**AUFGABE 1:** Gib aus dem Text zur sicheren Stromversorgung 2050 den Abschnitt wortgetreu wieder, der bei „Sichere Stromversorgung auch“ beginnt und bei „(dena) ihr Augenmerk.“ endet.
**AUFGABE 2:**
Beantworte zum Text über die sichere Stromversorgung 2050 diese Fragen:
(a) Welche Organisation hat die aktuelle Studie gemacht?
(b) Welches Amt hat Andreas Kuhlmann?
(c) Wer hält die nötigen Weiterentwicklungen heutiger Technologien und Prozesse für machbar?

Sichere Stromversorgung auch 2050 möglich

 

Die Klimaschutzziele für 2050 können – entsprechende Anstrengungen vorausgesetzt – erreicht und dabei die Nachfrage nach Energie zuverlässig gedeckt werden. Dies haben in den vergangenen Jahren diverse Studien gezeigt. Damit auch die Versorgungssicherheit weiterhin bis 2050 gewährleistet werden kann, muss neben der Bereitstellung der benötigten Energiemengen auch ein zuverlässiger Betrieb der Stromnetze sichergestellt werden. Auf diesen Aspekt einer sicheren und zuverlässigen Stromversorgung – die sog. Systemsicherheit – legt eine aktuelle Studie der Deutsche Energie-Agentur (dena) ihr Augenmerk.

„Die Versorgungssicherheit ist ein zentrales energiepolitisches Ziel. Die Diskussion um eine sichere und zuverlässige Energieversorgung fokussiert allerdings zu sehr darauf, wie benötigte Energiemengen bereitgestellt werden können. Das greift zu kurz. Auch der Betrieb des Systems muss trotz steigender Komplexität reibungslos funktionieren“, erklärt Andreas Kuhlmann, Vorsitzender der dena-Geschäftsführung.

„Die dena-Studie zeigt erforderliche technische Weiterentwicklungen von dezentralen Anlagen und Prozessen auf. Eine besondere Herausforderung ergibt sich durch die lange Nutzungsdauer von Anlagen im Stromnetz. Damit sichergestellt ist, dass Anlagen, die in den kommenden Jahren ans Netz gehen, die Fähigkeiten für eine zukünftige Systemsicherheit mitbringen, müssen technische Vorgaben und regulatorische Rahmenbedingungen vorausschauend definiert werden.“

Die Ergebnisse der Untersuchung zeigen, dass vom Zieljahr 2050 aus betrachtet ein sicherer Systembetrieb technisch möglich ist. Die hierfür erforderlichen Weiterentwicklungen heutiger Technologien und Prozesse sind nach Einschätzung der dena-Plattform Systemdienstleistungen realisierbar. Voraussetzung dafür, dass künftige Netznutzer die erforderlichen technischen Eigenschaften mitbringen, ist die vorausschauende Anpassung der regulatorischen Rahmenbedingungen und technischen Anschlussrichtlinien.

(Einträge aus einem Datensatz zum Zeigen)
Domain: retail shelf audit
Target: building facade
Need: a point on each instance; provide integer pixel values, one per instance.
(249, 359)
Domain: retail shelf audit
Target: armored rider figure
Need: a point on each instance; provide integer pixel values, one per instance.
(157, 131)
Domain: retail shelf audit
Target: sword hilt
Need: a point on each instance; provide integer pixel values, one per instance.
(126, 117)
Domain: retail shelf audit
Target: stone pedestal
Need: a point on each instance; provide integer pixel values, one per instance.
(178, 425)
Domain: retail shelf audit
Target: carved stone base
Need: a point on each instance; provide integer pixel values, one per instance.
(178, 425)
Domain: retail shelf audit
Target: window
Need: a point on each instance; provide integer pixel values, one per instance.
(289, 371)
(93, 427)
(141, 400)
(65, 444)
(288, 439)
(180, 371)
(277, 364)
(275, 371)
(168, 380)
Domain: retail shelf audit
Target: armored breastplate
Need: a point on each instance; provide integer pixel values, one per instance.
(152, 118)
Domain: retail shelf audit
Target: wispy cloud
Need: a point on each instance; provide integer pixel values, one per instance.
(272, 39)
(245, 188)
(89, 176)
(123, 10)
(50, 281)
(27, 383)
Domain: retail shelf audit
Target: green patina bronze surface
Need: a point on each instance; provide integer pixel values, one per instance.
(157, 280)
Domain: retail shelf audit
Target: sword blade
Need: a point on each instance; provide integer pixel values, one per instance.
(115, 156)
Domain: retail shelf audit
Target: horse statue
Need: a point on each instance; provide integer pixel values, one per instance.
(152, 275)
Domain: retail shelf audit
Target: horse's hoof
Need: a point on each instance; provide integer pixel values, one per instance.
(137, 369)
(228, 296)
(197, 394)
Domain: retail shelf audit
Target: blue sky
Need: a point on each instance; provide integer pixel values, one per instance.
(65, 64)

**LÖSUNG 1:**
Sichere Stromversorgung auch 2050 möglich

 

Die Klimaschutzziele für 2050 können – entsprechende Anstrengungen vorausgesetzt – erreicht und dabei die Nachfrage nach Energie zuverlässig gedeckt werden. Dies haben in den vergangenen Jahren diverse Studien gezeigt. Damit auch die Versorgungssicherheit weiterhin bis 2050 gewährleistet werden kann, muss neben der Bereitstellung der benötigten Energiemengen auch ein zuverlässiger Betrieb der Stromnetze sichergestellt werden. Auf diesen Aspekt einer sicheren und zuverlässigen Stromversorgung – die sog. Systemsicherheit – legt eine aktuelle Studie der Deutsche Energie-Agentur (dena) ihr Augenmerk.

**LÖSUNG 2:**
(a) Die Deutsche Energie-Agentur (dena).
(b) Er ist Vorsitzender der dena-Geschäftsführung.
(c) Die dena-Plattform Systemdienstleistungen.